● **必須課題**: 資料のうち、「form: x=51 y=422.」を含む行で始まり「x=380 y=285」を含む行で終わる部分を、「Query」を「Label」に置き換えて更新し、その部分だけを示せ。ほかは一切変えないこと。

━━ 保存データ ━━

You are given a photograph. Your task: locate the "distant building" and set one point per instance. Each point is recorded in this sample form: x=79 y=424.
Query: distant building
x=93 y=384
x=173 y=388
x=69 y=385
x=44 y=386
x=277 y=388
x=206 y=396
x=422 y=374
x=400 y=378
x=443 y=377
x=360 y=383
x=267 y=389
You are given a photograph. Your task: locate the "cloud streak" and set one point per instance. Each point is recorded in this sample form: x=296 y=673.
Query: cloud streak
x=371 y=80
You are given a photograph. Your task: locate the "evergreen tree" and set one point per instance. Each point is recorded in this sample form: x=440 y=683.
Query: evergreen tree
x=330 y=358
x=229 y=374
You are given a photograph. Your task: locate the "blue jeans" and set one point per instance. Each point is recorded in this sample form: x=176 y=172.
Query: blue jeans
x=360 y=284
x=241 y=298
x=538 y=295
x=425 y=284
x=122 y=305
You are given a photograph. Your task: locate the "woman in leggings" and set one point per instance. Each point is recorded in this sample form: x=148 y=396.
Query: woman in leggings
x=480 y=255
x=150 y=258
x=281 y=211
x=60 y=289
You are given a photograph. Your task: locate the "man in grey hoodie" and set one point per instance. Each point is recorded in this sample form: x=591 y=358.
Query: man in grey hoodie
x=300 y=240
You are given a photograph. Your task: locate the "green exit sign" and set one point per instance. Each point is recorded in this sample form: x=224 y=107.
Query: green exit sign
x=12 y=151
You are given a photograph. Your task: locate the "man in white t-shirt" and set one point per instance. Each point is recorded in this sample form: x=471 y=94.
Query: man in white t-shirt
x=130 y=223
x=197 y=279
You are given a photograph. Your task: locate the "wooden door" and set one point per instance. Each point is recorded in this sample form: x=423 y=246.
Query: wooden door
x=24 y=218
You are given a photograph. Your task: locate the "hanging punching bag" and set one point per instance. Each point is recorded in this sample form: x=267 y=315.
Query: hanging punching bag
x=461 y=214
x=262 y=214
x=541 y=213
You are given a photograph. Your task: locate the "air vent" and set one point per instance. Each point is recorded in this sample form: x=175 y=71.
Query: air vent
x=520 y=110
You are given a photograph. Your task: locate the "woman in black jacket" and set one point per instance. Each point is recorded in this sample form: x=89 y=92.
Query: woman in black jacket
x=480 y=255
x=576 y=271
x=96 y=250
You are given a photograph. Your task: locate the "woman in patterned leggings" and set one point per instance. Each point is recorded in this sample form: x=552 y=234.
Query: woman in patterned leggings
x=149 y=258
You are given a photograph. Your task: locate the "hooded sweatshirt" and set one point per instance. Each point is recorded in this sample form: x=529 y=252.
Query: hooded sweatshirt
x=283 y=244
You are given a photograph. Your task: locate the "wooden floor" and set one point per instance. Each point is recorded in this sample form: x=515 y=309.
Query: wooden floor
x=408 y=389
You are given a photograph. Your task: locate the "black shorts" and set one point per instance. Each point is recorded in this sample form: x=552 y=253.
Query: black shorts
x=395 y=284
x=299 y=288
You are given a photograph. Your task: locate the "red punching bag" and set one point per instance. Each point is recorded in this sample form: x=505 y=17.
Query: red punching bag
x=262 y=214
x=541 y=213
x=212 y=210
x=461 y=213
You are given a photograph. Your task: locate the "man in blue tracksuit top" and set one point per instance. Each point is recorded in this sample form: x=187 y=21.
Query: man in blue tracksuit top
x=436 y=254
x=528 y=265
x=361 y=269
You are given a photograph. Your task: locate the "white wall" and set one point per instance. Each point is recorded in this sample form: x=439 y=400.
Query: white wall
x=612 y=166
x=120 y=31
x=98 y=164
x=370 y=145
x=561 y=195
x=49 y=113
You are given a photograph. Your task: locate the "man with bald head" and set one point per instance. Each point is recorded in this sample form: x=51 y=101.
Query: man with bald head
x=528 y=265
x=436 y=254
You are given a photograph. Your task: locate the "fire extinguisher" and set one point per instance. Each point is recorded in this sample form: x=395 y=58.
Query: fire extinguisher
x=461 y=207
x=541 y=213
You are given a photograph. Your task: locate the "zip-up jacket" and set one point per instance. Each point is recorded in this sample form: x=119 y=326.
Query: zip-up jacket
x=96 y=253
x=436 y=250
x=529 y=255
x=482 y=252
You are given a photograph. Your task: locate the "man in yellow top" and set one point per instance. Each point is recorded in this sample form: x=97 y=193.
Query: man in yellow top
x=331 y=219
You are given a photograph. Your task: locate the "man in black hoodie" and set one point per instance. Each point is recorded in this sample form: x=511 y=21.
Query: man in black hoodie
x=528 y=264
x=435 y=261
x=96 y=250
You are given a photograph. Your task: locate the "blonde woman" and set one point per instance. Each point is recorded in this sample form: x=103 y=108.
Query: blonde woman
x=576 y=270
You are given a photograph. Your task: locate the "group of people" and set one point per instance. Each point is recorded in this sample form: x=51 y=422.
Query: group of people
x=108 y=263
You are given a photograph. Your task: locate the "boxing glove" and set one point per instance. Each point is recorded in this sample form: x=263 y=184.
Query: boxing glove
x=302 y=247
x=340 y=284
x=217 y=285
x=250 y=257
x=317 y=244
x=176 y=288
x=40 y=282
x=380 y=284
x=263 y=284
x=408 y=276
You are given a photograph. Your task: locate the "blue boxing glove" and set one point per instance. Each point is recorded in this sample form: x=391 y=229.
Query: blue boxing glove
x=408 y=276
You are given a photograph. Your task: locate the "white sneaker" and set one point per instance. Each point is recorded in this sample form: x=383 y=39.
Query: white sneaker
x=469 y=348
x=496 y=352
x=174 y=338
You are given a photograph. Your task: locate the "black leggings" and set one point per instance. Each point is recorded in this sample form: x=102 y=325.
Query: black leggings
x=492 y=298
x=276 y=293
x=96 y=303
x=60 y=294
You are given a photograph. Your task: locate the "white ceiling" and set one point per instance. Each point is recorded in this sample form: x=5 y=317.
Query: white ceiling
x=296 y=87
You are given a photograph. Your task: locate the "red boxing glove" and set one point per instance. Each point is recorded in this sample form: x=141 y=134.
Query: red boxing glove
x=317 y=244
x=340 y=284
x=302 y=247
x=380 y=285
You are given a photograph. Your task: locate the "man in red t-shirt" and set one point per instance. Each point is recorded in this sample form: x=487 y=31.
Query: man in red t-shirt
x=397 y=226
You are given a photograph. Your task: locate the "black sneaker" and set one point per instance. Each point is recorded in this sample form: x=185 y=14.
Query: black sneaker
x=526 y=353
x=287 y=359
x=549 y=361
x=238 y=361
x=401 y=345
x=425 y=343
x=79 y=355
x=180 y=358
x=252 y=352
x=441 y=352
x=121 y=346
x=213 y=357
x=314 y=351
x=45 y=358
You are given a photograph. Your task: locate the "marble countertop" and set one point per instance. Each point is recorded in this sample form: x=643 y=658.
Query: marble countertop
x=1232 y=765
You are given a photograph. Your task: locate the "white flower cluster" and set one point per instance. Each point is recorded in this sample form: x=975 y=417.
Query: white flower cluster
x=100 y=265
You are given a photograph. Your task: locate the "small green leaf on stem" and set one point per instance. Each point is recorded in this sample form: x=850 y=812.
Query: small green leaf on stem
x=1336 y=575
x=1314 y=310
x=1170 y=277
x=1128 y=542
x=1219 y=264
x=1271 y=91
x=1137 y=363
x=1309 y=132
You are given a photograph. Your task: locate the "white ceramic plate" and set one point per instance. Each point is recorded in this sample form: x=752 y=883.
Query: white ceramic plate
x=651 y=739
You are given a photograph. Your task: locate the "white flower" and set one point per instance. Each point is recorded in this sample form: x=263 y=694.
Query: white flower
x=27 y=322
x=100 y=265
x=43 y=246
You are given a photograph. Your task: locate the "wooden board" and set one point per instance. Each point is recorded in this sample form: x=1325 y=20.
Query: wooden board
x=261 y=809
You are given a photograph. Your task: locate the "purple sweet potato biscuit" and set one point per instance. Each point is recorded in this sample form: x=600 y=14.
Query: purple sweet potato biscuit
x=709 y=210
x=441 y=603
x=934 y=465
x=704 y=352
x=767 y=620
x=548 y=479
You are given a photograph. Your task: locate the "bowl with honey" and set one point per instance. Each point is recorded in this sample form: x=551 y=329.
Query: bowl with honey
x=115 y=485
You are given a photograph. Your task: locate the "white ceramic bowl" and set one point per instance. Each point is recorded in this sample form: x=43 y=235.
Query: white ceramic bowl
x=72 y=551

━━━

● **演習の解答**:
You are given a photograph. Your task: locate the "group of people" and set one point per instance. Each point is recorded in this sample form: x=51 y=422.
Label: group of people
x=108 y=263
You are given a photograph. Your task: locate the "boxing glove" and set one point per instance. Each point is recorded in this sample form: x=263 y=184.
Label: boxing glove
x=302 y=247
x=340 y=284
x=217 y=285
x=250 y=257
x=317 y=244
x=176 y=288
x=40 y=282
x=380 y=284
x=263 y=284
x=408 y=276
You are given a photograph. Your task: locate the "blue boxing glove" and set one point per instance. Each point is recorded in this sample form: x=391 y=229.
Label: blue boxing glove
x=408 y=276
You are given a photograph. Your task: locate the "white sneaker" and set one point per instance. Each point is recorded in this sample form: x=383 y=39.
Label: white sneaker
x=469 y=348
x=496 y=352
x=174 y=338
You are given a photograph. Your task: locate the "black leggings" and set one point per instance. Each point is recorded in this sample form: x=102 y=325.
Label: black leggings
x=492 y=298
x=276 y=293
x=96 y=303
x=60 y=294
You are given a photograph. Your task: locate the "white ceiling" and set one point per instance. Each point is recorded in this sample form: x=5 y=317.
Label: white ceiling
x=296 y=87
You are given a photograph. Your task: locate the "red boxing glove" and set one point per instance. Each point is recorded in this sample form: x=141 y=134.
Label: red boxing glove
x=317 y=244
x=340 y=284
x=302 y=247
x=380 y=285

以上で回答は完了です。